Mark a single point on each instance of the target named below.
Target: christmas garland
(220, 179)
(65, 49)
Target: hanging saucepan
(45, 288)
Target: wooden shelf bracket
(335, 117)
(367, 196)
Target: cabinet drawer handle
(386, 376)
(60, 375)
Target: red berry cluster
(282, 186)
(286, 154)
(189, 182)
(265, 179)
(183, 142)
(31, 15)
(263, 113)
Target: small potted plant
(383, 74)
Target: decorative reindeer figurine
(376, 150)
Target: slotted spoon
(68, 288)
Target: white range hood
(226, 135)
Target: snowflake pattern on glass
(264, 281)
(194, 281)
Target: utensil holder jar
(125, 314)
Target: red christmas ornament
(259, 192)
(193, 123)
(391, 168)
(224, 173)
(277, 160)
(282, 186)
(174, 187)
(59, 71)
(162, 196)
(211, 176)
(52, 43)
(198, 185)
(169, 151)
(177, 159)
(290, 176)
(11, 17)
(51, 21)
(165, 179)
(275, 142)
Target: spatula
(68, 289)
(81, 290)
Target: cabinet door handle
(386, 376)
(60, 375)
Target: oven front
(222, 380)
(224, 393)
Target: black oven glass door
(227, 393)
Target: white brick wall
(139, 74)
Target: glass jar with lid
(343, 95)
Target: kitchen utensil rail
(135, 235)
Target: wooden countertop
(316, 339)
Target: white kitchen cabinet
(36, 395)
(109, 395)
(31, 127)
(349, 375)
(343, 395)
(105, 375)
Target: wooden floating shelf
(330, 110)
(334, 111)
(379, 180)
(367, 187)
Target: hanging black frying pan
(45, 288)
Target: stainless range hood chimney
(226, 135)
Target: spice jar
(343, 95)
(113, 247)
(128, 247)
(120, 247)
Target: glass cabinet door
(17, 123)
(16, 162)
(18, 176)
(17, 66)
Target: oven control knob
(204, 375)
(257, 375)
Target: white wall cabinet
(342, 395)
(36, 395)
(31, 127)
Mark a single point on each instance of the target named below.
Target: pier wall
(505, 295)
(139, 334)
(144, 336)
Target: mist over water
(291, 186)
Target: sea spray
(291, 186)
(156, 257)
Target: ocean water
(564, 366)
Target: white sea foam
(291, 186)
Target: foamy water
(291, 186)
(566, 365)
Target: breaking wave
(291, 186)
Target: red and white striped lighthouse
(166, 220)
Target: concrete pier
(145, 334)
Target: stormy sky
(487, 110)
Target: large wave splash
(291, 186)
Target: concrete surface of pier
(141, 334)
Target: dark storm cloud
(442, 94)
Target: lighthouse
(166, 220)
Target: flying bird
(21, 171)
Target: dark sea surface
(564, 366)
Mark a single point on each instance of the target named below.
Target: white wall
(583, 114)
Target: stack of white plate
----------
* SET TASK *
Reproduce all the records precisely.

* RESULT OF THE TASK *
Mark a single point on each instance of the target named below.
Target: christmas garland
(220, 179)
(65, 49)
Target: hanging saucepan
(45, 288)
Target: wooden shelf bracket
(335, 117)
(367, 196)
Target: cabinet drawer handle
(386, 376)
(60, 375)
Target: red berry cluster
(282, 186)
(286, 154)
(189, 182)
(265, 179)
(183, 142)
(31, 15)
(263, 113)
Target: small potted plant
(383, 74)
Target: decorative reindeer figurine
(376, 150)
Target: slotted spoon
(68, 288)
Target: white range hood
(226, 135)
Target: snowflake pattern on glass
(264, 281)
(194, 281)
Target: utensil holder jar
(125, 314)
Target: red christmas ornament
(259, 192)
(193, 123)
(391, 168)
(224, 173)
(277, 160)
(282, 186)
(174, 187)
(59, 71)
(162, 196)
(211, 176)
(52, 43)
(198, 185)
(169, 151)
(177, 159)
(290, 176)
(11, 17)
(51, 21)
(165, 179)
(275, 142)
Target: spatula
(68, 289)
(81, 290)
Target: cabinet door handle
(386, 376)
(60, 375)
Target: oven front
(222, 380)
(224, 393)
Target: black oven glass door
(227, 393)
Target: white brick wall
(139, 74)
Target: glass jar with lid
(343, 95)
Target: kitchen utensil rail
(135, 235)
Target: wooden countertop
(316, 339)
Target: white kitchen cabinet
(36, 395)
(109, 395)
(31, 127)
(349, 375)
(343, 395)
(105, 375)
Target: wooden floating shelf
(330, 110)
(334, 111)
(379, 180)
(367, 187)
Target: hanging black frying pan
(45, 288)
Target: stainless range hood chimney
(226, 135)
Target: spice jar
(343, 95)
(113, 247)
(128, 247)
(120, 247)
Target: glass cabinet door
(17, 123)
(16, 162)
(18, 176)
(17, 66)
Target: oven control knob
(204, 375)
(257, 375)
Target: white wall cabinet
(342, 395)
(36, 395)
(31, 127)
Mark a single point on each instance of the target named below.
Target: pier wall
(505, 295)
(139, 334)
(144, 336)
Target: mist over water
(291, 186)
Target: sea spray
(291, 186)
(156, 257)
Target: ocean water
(564, 366)
Target: white sea foam
(291, 186)
Target: foamy water
(291, 186)
(566, 365)
Target: breaking wave
(291, 186)
Target: red and white striped lighthouse
(166, 220)
Target: concrete pier
(145, 334)
Target: stormy sky
(487, 110)
Target: large wave splash
(291, 186)
Target: concrete surface of pier
(141, 334)
Target: dark storm cloud
(442, 94)
Target: lighthouse
(166, 220)
Target: flying bird
(21, 171)
Target: dark sea surface
(564, 366)
Mark a single point on each instance of the target named below.
Target: white wall
(583, 114)
Target: stack of white plate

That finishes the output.